== Segment start ==

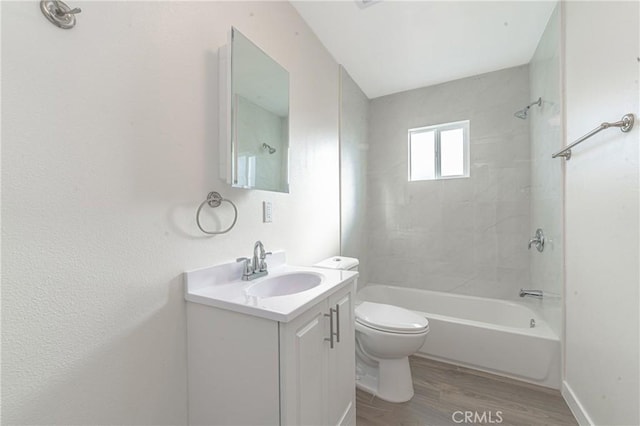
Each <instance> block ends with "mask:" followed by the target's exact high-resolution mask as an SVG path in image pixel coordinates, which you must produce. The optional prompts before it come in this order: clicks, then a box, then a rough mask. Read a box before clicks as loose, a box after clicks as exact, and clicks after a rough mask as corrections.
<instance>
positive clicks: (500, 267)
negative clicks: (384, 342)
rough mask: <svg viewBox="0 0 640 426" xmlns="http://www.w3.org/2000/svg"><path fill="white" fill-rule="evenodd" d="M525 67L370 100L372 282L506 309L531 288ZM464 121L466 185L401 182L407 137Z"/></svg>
mask: <svg viewBox="0 0 640 426" xmlns="http://www.w3.org/2000/svg"><path fill="white" fill-rule="evenodd" d="M530 98H531V95H530V93H529V68H528V65H523V66H519V67H515V68H510V69H505V70H500V71H496V72H491V73H487V74H482V75H478V76H474V77H469V78H465V79H461V80H456V81H452V82H448V83H444V84H440V85H436V86H431V87H426V88H420V89H416V90H411V91H407V92H402V93H397V94H393V95H389V96H384V97H380V98H376V99H373V100H372V101H371V103H370V127H369V143H370V150H369V156H368V165H369V166H368V171H369V174H368V194H369V196H368V203H367V211H368V225H367V226H368V231H369V232H368V234H369V245H368V248H369V251H368V253H369V255H368V263H369V273H370V279H369V281H370V282H376V283H382V284H390V285H400V286H409V287H415V288H424V289H429V290H438V291H450V292H456V293H463V294H470V295H481V296H486V297H494V298H502V299H510V298H513V297H517V292H518V290H519V289H520V288H521V287H526V286H528V282H529V254H528V252H527V242H528V239H529V237H530V235H529V234H530V233H531V230H530V212H529V209H530V194H529V191H530V186H531V183H530V182H531V181H530V179H531V167H530V165H531V161H530V160H531V148H530V143H529V121H528V120H521V119H518V118H516V117H514V116H513V113H514V112H515V111H517V110H519V109H521V108H523V107H524V106H525V105H527V104H529V103H530V102H531V99H530ZM460 120H470V122H471V123H470V137H471V140H470V143H471V145H470V151H471V152H470V155H471V176H470V177H469V178H459V179H449V180H440V181H419V182H408V179H407V174H408V170H407V164H408V154H407V130H408V129H410V128H415V127H421V126H428V125H433V124H440V123H448V122H453V121H460Z"/></svg>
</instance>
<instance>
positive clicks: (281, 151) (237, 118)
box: [219, 28, 289, 192]
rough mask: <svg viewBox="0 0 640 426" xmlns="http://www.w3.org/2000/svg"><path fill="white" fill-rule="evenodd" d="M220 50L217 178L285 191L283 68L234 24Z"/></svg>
mask: <svg viewBox="0 0 640 426" xmlns="http://www.w3.org/2000/svg"><path fill="white" fill-rule="evenodd" d="M229 44H230V50H229V46H224V47H223V48H221V50H220V54H219V59H220V68H221V69H220V83H221V84H220V88H221V93H222V95H223V96H222V99H221V101H222V102H221V108H220V112H221V120H220V124H221V126H220V127H221V135H220V136H221V148H222V150H223V151H224V152H223V153H222V154H223V155H221V159H223V161H224V162H225V164H224V165H222V164H221V166H222V167H221V171H222V173H223V174H224V176H223V178H224V179H225V180H226V181H227V182H228V183H230V184H231V186H233V187H236V188H247V189H262V190H265V191H275V192H289V73H288V72H287V70H286V69H284V68H283V67H282V66H280V65H279V64H278V63H277V62H276V61H274V60H273V59H272V58H271V57H269V55H267V54H266V53H265V52H264V51H263V50H262V49H260V48H259V47H258V46H256V45H255V44H253V43H252V42H251V40H249V39H248V38H247V37H245V36H244V35H243V34H242V33H240V31H238V30H237V29H236V28H232V29H231V40H230V43H229Z"/></svg>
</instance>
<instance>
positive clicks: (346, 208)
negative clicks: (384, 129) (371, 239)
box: [340, 67, 369, 284]
mask: <svg viewBox="0 0 640 426" xmlns="http://www.w3.org/2000/svg"><path fill="white" fill-rule="evenodd" d="M368 126H369V99H368V98H367V97H366V95H365V94H364V93H363V92H362V90H361V89H360V88H359V87H358V85H357V84H356V82H355V81H353V79H352V78H351V77H350V76H349V74H348V73H347V72H346V71H345V70H344V68H342V67H340V179H341V186H340V191H341V194H340V197H341V230H342V232H341V253H342V255H343V256H349V257H357V258H358V259H359V260H360V268H359V271H360V278H359V279H358V283H359V284H366V283H367V282H368V267H367V254H368V247H367V241H368V239H369V238H368V234H367V227H366V216H367V211H366V205H367V155H368V151H369V142H368V140H367V132H368Z"/></svg>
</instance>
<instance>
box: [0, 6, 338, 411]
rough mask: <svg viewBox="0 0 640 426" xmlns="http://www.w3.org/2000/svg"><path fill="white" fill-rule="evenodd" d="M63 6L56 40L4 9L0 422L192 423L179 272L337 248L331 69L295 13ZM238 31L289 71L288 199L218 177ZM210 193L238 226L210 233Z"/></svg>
mask: <svg viewBox="0 0 640 426" xmlns="http://www.w3.org/2000/svg"><path fill="white" fill-rule="evenodd" d="M72 6H74V7H75V6H78V7H81V8H82V13H81V14H79V15H78V25H77V27H76V28H75V29H72V30H68V31H64V30H61V29H59V28H56V27H54V26H53V25H51V24H50V23H49V22H48V21H47V20H46V19H45V18H44V17H43V16H42V14H41V12H40V10H39V4H38V2H35V1H31V2H2V89H3V92H2V216H3V217H2V219H3V222H2V239H3V241H2V242H3V244H2V266H3V274H4V275H3V277H2V293H3V294H2V296H3V297H2V310H3V324H2V325H3V329H2V361H3V365H2V382H3V383H2V387H3V401H2V402H3V404H2V408H3V410H2V411H3V412H2V414H3V419H2V420H3V422H4V423H7V424H25V423H40V424H56V423H57V424H98V423H101V424H106V423H109V424H185V423H186V421H187V417H186V416H187V414H186V412H187V411H186V406H187V399H186V368H187V365H186V354H185V351H186V335H185V310H184V306H185V302H184V299H183V293H182V291H183V288H182V286H183V283H182V272H183V271H185V270H189V269H193V268H199V267H205V266H208V265H213V264H215V263H219V262H223V261H228V260H229V259H233V258H235V257H237V256H239V255H248V254H249V253H250V250H251V249H252V247H253V243H254V242H255V241H256V240H257V239H261V240H262V241H263V242H264V243H265V246H266V248H267V249H269V250H273V249H286V250H288V251H289V259H290V261H291V262H293V263H301V264H309V263H312V262H315V261H318V260H320V259H321V258H323V257H326V256H330V255H333V254H336V253H338V250H339V248H340V247H339V195H338V194H339V182H338V176H339V173H338V170H339V169H338V66H337V64H336V63H335V61H334V60H333V59H332V57H331V56H330V55H329V54H328V53H327V52H326V50H325V49H324V48H323V47H322V45H321V44H320V43H319V41H318V40H317V39H316V38H315V36H314V35H313V34H312V33H311V31H310V30H309V29H308V28H307V26H306V25H305V24H304V23H303V21H302V20H301V19H300V17H299V16H298V14H297V12H296V11H295V10H294V9H293V8H292V7H291V6H290V4H289V3H287V2H255V3H251V2H157V3H156V2H75V3H73V4H72ZM231 25H234V26H236V27H237V28H238V29H239V30H240V31H242V32H243V33H244V34H245V35H247V36H248V37H249V38H250V39H251V40H253V41H254V42H255V43H257V44H258V45H259V46H261V47H262V48H263V49H264V50H265V51H267V52H269V53H270V54H271V56H272V57H273V58H274V59H276V61H278V62H279V63H280V64H282V65H283V66H284V67H285V68H287V69H288V70H289V72H290V74H291V159H292V166H291V194H288V195H287V194H275V193H267V192H260V191H246V190H235V189H231V188H229V187H228V186H226V185H225V184H223V183H222V181H221V180H220V179H219V178H218V176H219V172H218V158H217V156H218V145H217V135H218V123H217V120H218V89H217V74H218V72H217V70H218V68H217V49H218V47H219V46H220V45H222V44H223V43H225V42H226V38H227V31H229V29H230V27H231ZM214 189H217V190H219V191H220V192H221V193H222V194H223V195H224V196H226V197H229V198H231V199H232V200H234V201H235V202H236V204H237V205H238V209H239V212H240V213H239V219H238V223H237V225H236V227H235V229H233V230H232V231H231V232H230V233H229V234H226V235H221V236H217V237H207V236H205V235H203V234H201V233H200V232H199V231H198V229H197V227H196V225H195V220H194V215H195V211H196V207H197V206H198V204H199V203H200V202H201V201H202V200H203V199H204V198H205V196H206V193H207V192H208V191H210V190H214ZM263 200H271V201H273V203H274V222H273V223H272V224H262V223H261V202H262V201H263ZM206 215H207V216H208V218H206V220H205V222H207V225H208V226H210V227H212V228H213V227H216V226H226V225H227V224H228V223H229V221H230V220H231V217H230V208H229V207H228V206H225V208H224V209H223V208H220V209H217V210H216V211H213V212H212V211H207V213H206ZM215 217H219V218H220V223H216V220H215Z"/></svg>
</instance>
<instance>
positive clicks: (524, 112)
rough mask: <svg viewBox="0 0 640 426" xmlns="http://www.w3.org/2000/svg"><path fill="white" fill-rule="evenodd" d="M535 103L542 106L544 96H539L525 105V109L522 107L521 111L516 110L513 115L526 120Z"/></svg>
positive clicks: (513, 113) (521, 118) (538, 105)
mask: <svg viewBox="0 0 640 426" xmlns="http://www.w3.org/2000/svg"><path fill="white" fill-rule="evenodd" d="M534 105H538V106H542V98H538V100H537V101H535V102H531V103H530V104H529V105H527V106H526V107H524V109H521V110H520V111H516V112H514V113H513V116H514V117H518V118H521V119H522V120H526V119H527V116H528V115H529V109H530V108H531V107H532V106H534Z"/></svg>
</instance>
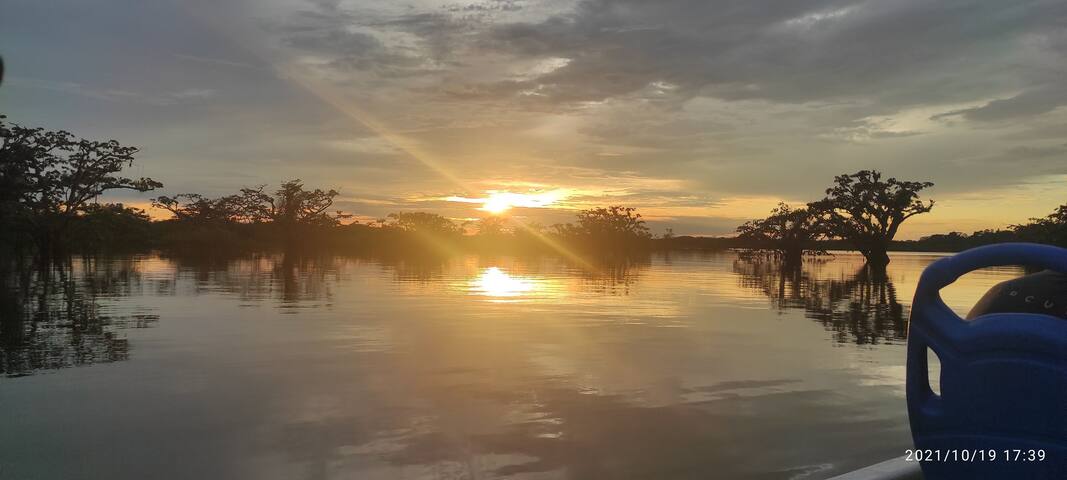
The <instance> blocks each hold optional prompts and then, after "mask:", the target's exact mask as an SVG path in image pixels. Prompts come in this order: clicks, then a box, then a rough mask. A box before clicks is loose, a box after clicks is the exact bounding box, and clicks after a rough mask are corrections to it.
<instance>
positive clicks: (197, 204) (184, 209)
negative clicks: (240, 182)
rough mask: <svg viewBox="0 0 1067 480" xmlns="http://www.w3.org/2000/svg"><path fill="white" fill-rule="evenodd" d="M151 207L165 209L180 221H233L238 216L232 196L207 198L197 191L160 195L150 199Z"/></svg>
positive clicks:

== Segment end ==

# What you should do
Take every line above where "exact" appears and copy it.

# Solution below
Each <instance> block ends with "mask:" followed by the target's exact high-resolution mask as an SVG path in image pixel coordinates, which you must produce. The optional prompts before it come in this order: clicks, then a box, then a rough mask. Read a box before clicks as loose, a box after clicks as exact, and clicks after a rough mask as corrections.
The <instance> blocks each hold optional prompts and then, after "mask:", the target's exact mask as an SVG path in image pixels. Prompts come in this order: clicks, then a box, then a rough mask. A box before clicks is loose, a box after clicks is the exact bounding box, and clicks after a rough mask are corrections to it.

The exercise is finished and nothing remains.